WHAT YOU NEED TO DO: Your job is to retype the records exactly while dropping every picture.

(Source records)
::::::::::

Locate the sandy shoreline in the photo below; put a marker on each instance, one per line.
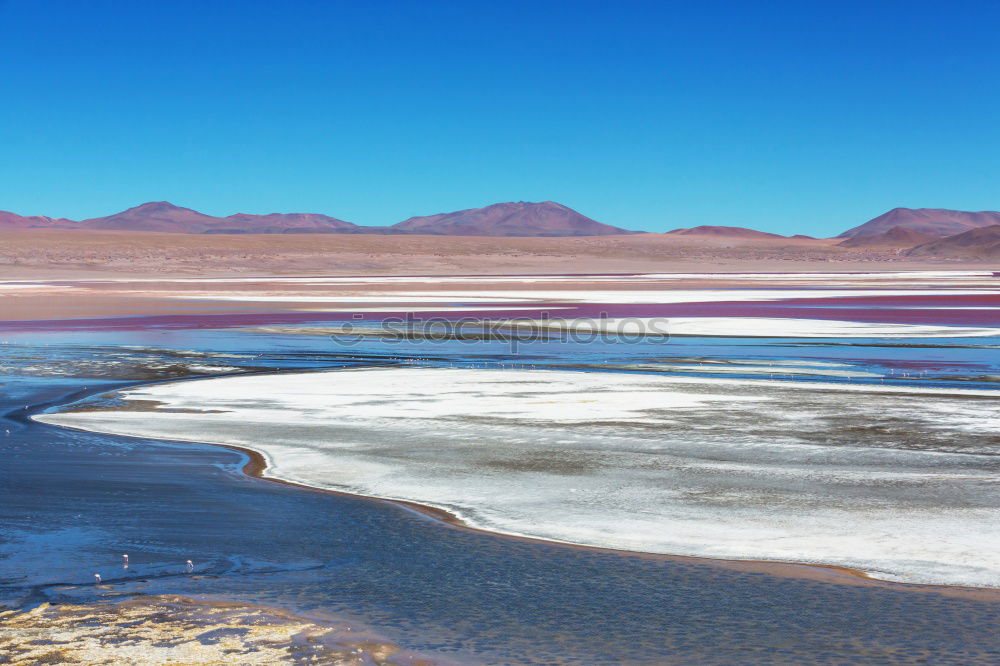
(256, 467)
(177, 629)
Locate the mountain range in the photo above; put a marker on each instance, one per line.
(521, 218)
(937, 222)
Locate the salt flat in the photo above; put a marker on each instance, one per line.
(899, 482)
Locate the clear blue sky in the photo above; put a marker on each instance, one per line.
(790, 117)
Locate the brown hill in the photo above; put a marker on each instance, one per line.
(521, 218)
(938, 222)
(897, 237)
(15, 221)
(163, 216)
(981, 243)
(729, 232)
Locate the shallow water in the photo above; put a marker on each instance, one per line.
(72, 502)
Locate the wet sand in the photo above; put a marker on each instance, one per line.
(176, 629)
(256, 466)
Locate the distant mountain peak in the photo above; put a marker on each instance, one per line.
(511, 218)
(939, 222)
(730, 232)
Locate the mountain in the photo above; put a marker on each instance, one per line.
(938, 222)
(15, 221)
(520, 218)
(165, 217)
(728, 232)
(983, 243)
(154, 216)
(897, 237)
(283, 223)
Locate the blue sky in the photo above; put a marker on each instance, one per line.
(793, 117)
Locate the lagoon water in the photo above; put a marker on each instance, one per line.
(73, 501)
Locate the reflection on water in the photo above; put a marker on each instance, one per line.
(73, 502)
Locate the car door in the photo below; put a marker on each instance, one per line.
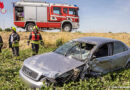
(119, 55)
(102, 62)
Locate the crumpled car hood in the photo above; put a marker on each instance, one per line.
(52, 63)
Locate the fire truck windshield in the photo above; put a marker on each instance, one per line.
(73, 11)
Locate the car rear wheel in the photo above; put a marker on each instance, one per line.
(67, 28)
(29, 27)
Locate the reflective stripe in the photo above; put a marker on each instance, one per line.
(35, 34)
(35, 42)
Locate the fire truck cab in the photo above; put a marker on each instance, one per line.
(46, 15)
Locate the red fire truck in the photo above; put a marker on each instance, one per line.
(45, 15)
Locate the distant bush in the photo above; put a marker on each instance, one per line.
(59, 42)
(8, 30)
(0, 29)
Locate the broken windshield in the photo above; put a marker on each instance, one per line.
(64, 48)
(75, 50)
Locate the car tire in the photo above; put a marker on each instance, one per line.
(128, 65)
(67, 28)
(29, 27)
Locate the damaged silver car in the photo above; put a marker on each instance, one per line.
(74, 60)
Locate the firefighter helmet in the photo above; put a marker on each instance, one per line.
(13, 28)
(35, 27)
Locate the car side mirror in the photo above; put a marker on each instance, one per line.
(93, 57)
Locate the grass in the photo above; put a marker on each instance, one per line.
(9, 68)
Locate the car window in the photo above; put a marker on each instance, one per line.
(81, 51)
(119, 47)
(65, 10)
(102, 51)
(57, 10)
(65, 47)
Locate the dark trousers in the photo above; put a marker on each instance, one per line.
(35, 48)
(0, 49)
(15, 51)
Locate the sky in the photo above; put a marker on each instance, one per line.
(95, 15)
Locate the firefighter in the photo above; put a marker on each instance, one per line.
(36, 39)
(1, 44)
(14, 43)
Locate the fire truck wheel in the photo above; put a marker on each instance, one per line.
(29, 27)
(67, 28)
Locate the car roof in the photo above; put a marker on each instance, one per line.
(95, 40)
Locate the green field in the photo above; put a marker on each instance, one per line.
(9, 75)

::::::::::

RESULT OF THE TASK:
Locate the sandy shoreline in the photo below; put a marker on each instance, one per line.
(256, 467)
(177, 629)
Locate the mountain range in the photo above; put a marker on each instance, one per line.
(521, 218)
(937, 222)
Locate the salt flat in the photo above; put a marker on each instance, one per line.
(899, 482)
Locate the clear blue sky in the photo above; put a marker on each instance, one per line.
(790, 117)
Locate the brown hill in the photo above; put a marker on each instance, one per line.
(521, 218)
(938, 222)
(897, 237)
(15, 221)
(163, 216)
(981, 243)
(729, 232)
Locate the shallow water in the photo above; put a marker on each instance, one per line.
(72, 502)
Locate the wet sand in the photo above; put a marker on each instance, one per line.
(176, 629)
(256, 466)
Locate the distant mountain peak in the photo above; put a marker on each instance, one per line.
(511, 218)
(939, 222)
(730, 232)
Locate the mountain in the photo above; put a marker on each instance, one per line.
(938, 222)
(15, 221)
(520, 218)
(165, 217)
(728, 232)
(983, 243)
(154, 216)
(897, 237)
(283, 223)
Locate the blue sky in the photo above; put a marker on each instance, one per line.
(793, 117)
Locate the lagoon water in the photo above; put a marker on each instance, one per line.
(73, 501)
Locate the reflection on water in the photo above; put a marker on each instance, one per line.
(73, 502)
Locate the car door in the photo below; put a marker on each instance, one per line.
(119, 55)
(102, 62)
Locate the crumpled car hood in the photo above; put a marker on each instance, one per line.
(52, 63)
Locate the fire truck windshield in the photo above; put a marker on each instance, one per line.
(73, 11)
Locate the car rear wheel in the photo above; put a marker on each instance, one per line.
(67, 28)
(29, 27)
Locate the reflective stripe in the photo above; put a marker on each instance, one per line.
(35, 34)
(35, 42)
Locate the fire truck cab in the photo above; put a marker on each instance, one per line.
(46, 15)
Locate the red fire truck in the photo above; put a marker on each instance, one per line.
(45, 15)
Locate the distant bush in the photo above; put a marker on each instance, one per line.
(59, 42)
(8, 30)
(0, 29)
Locate the broken windshield in the photo above; put a marker on each instance, one per line.
(64, 48)
(75, 50)
Locate the car tire in the photo above; put a marker on each instance, one per line.
(128, 65)
(67, 28)
(29, 27)
Locate the damaged silver car in the photo above; put a marker on each instance, one per line.
(74, 60)
Locate the firefighter helmet in the photo above; put a marker on each instance, one per line.
(13, 28)
(35, 27)
Locate the car side mirror in the photo above; put a marker on each instance, one per line.
(93, 57)
Locate the grass in the photo above; put a marker on each instance, one per line.
(9, 68)
Locate the car window in the photo above; put a marker on each instance, one per line.
(81, 51)
(119, 47)
(65, 10)
(102, 51)
(57, 10)
(65, 47)
Locate the dark trousers in the photo above; put a marker on each instance, one per line.
(35, 48)
(0, 49)
(15, 51)
Locate the sky in the photo above; put a marker on each instance, one per line.
(95, 15)
Locate the firefighter in the photo above; put a marker on each instance, one per line.
(36, 39)
(1, 44)
(14, 43)
Locate the fire truck wheel in the photo above; put a marker on each instance, one per line.
(29, 27)
(67, 28)
Locate the car roof in the photo above; put a marker on each instance, one per line.
(95, 40)
Locate the green field in the photo above; put a marker on each instance, one per line.
(9, 75)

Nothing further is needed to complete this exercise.